*Data shown:*
=== Section Start ===

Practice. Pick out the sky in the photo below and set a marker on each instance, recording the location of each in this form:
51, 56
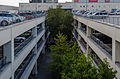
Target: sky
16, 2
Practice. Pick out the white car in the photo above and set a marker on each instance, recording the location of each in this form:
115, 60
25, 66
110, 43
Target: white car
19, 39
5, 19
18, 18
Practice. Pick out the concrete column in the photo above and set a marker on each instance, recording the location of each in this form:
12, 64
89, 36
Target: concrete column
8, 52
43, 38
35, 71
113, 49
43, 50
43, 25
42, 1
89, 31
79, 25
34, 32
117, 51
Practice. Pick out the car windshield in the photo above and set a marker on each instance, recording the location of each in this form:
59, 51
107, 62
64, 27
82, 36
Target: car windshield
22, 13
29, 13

=== Section End ===
=== Section Start ===

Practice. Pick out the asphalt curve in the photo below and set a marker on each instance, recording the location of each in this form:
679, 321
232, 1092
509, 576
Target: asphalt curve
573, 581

=== Section End ===
=== Section Start ===

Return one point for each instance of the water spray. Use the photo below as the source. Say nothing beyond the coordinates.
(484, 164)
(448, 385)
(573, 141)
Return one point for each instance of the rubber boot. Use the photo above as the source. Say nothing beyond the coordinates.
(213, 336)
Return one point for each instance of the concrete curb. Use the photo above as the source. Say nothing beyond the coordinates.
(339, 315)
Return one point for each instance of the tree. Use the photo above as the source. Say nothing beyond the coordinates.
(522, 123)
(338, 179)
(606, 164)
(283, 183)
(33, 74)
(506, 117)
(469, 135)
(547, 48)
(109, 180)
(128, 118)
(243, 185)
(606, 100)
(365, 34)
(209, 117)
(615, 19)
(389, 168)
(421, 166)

=== Section End ===

*Problem requirements:*
Write out each line of the data that holds the string "this".

*Task solution:*
Practice. Pick out the sky in the photo below and set a marker on each instance, recording the location of each in this form:
Practice. Pick out the white car in the photo above and set a marker on each instance, recording the location of each in this form:
Practice. Pick out the concrete column in the photo above and set a marker on each instance, recording the location of each in this form:
Practice. Pick out the car windshield in the photo above and set a marker on each instance, recording the location of each in this form:
Practice. Pick out the asphalt curve in the photo below and set a marker on each instance, recording the location of each in this form:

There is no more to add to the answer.